[Aufgabe]
Stimmen die folgenden Aussagen mit dem Textauszug über die Heilerin überein? Antworte zu jeder mit Ja oder Nein und zitiere die entscheidenden Worte des Textes wörtlich.
1. Für sieben Säckchen mit Kräutern verlangt die Heilerin achtzig Euro.
2. Die wöchentlichen Termine bei der Heilerin sind im Preis der Kräuter enthalten.
3. Die Heilerin rät der Patientin, wieder Medikamente zu nehmen.

[Textauszug]
Das Geheimrezept lässt sich die Heilerin teuer bezahlen. Achtzig Euro für sieben kleine Säckchen mit zerriebenen Kräutern. Sieben kleine Tagesrationen, die Veronika Allsitter in ein wenig Wasser auflöst und schluckt. Jede Woche muss sie zu der Heilerin gehen, um sich untersuchen zu lassen und eine weitere Ration zu holen. Diese Termine kosten extra.
Nach Meinung der Heilerin zeigt diese Behandlung auch Wirkung. Veronika Allsitters Beschwerden seien nicht so schlimm, wie sie sein könnten. Denn wegen der Lieblosigkeit ihres Vaters habe sie starke negative Energien in ihrem Körper.
Dass die Patientin keine Medikamente mehr nimmt, weil sie das Vertrauen zu ihrem Gynäkologen verloren hat, findet die Heilerin gut. Denn Medikamente würden die Wirkung von Globuli und Kräutern behindern.
Veronika Allsitter wollte den Namen der Heilerin nicht nennen. Hätte sie es getan, hätte ich mich veranlasst gefühlt, die Frau anzuzeigen. Denn ihre Argumentation ist eine Frechheit und ihre Logik perfid. Sie nützt die körperliche und seelische Not dieser jungen Patientin aus, um Macht über sie zu erlangen und abzukassieren. Entweder ist es ihr egal, dass sie ihr damit den Zugang zu echter Heilung verbaut, oder sie ist so von sich eingenommen, dass sie sich tatsächlich für eine Heilerin hält. Dabei unterliegt sie als Energetikerin den Standesregeln der Wirtschaftskammer. Darin steht unmissverständlich, dass sie kranke Menschen nicht behandeln darf.

[Gezeigtes Material]
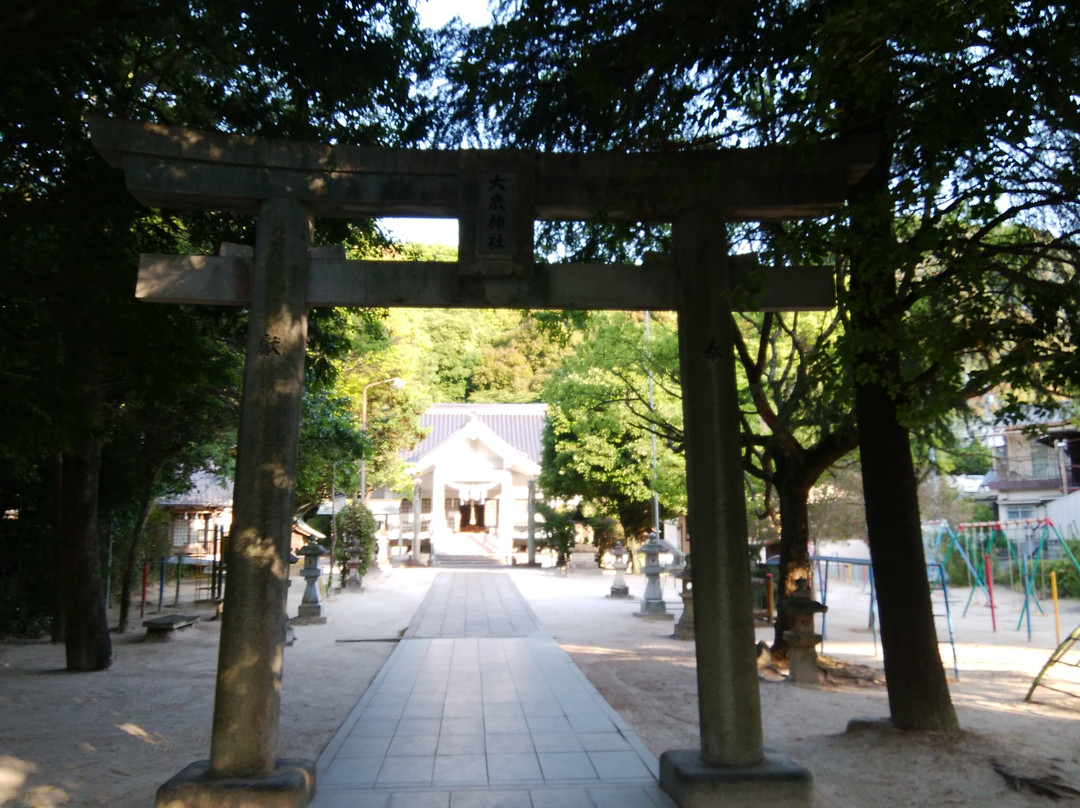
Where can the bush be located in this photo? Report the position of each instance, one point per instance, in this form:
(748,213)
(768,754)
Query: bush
(355,525)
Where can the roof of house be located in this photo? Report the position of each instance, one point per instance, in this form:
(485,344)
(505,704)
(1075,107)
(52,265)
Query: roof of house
(206,490)
(518,425)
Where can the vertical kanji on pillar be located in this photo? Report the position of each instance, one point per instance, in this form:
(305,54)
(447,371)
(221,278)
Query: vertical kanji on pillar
(246,707)
(728,699)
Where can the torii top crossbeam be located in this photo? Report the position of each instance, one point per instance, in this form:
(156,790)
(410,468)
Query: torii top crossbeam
(496,197)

[Ergebnis]
1. Ja: „Achtzig Euro für sieben kleine Säckchen mit zerriebenen Kräutern.“
2. Nein: „Diese Termine kosten extra.“
3. Nein: „Dass die Patientin keine Medikamente mehr nimmt, weil sie das Vertrauen zu ihrem Gynäkologen verloren hat, findet die Heilerin gut.“